-------- DATA FOR THE TASK --------

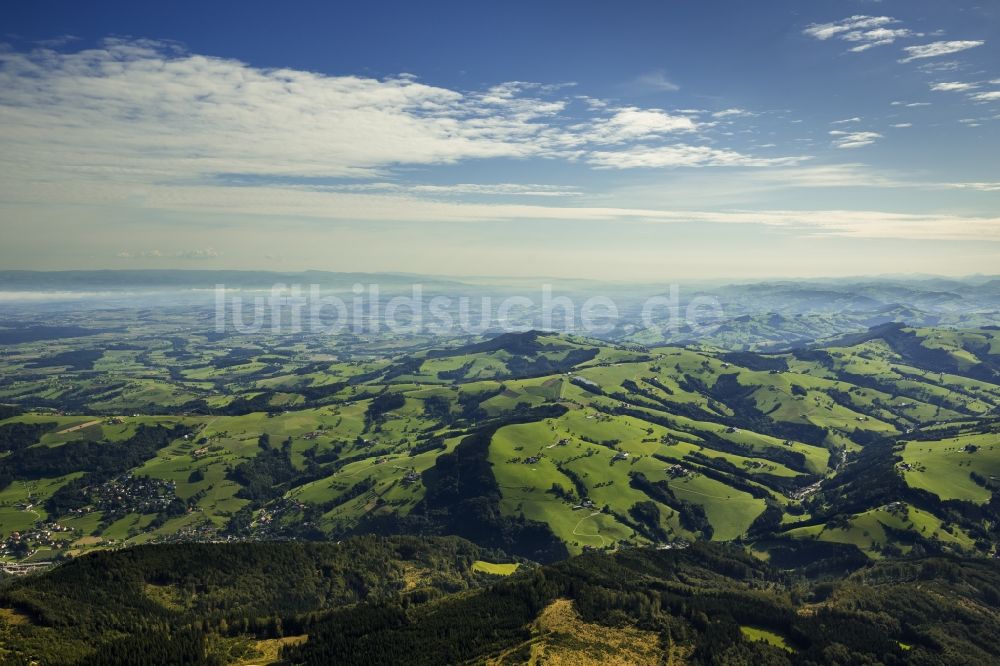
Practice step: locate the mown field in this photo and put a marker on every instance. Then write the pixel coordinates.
(165, 438)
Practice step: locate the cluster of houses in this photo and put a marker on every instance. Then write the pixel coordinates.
(23, 544)
(133, 494)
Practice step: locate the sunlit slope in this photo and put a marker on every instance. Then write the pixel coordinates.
(599, 444)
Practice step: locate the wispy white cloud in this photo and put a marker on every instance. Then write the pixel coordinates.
(824, 31)
(854, 139)
(651, 82)
(732, 113)
(936, 49)
(631, 123)
(863, 31)
(950, 86)
(486, 189)
(680, 155)
(134, 120)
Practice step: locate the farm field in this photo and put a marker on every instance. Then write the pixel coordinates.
(587, 444)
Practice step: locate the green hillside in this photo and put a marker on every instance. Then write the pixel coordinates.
(573, 444)
(429, 601)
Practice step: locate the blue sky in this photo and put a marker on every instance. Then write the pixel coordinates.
(648, 140)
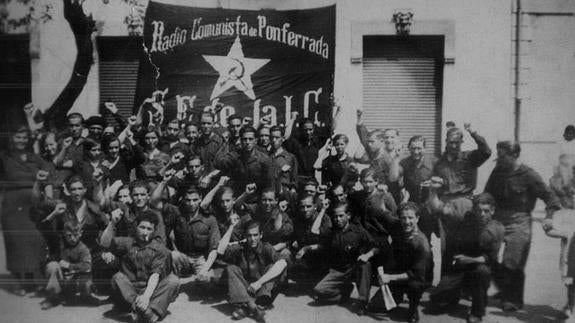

--------

• _TASK TO COMPLETE_
With the pictures left out, copy exactly the lines above from the line containing "Practice step: locate the green" through the last line of the entries.

• _RESULT OF THE TASK_
Practice step: locate the green hillside in this photo and put a marker on every instance. Then write the pixel coordinates.
(573, 444)
(429, 601)
Practice step: locate the blue sky in this photo and put a marker on every instance. Then write the pixel coordinates.
(648, 140)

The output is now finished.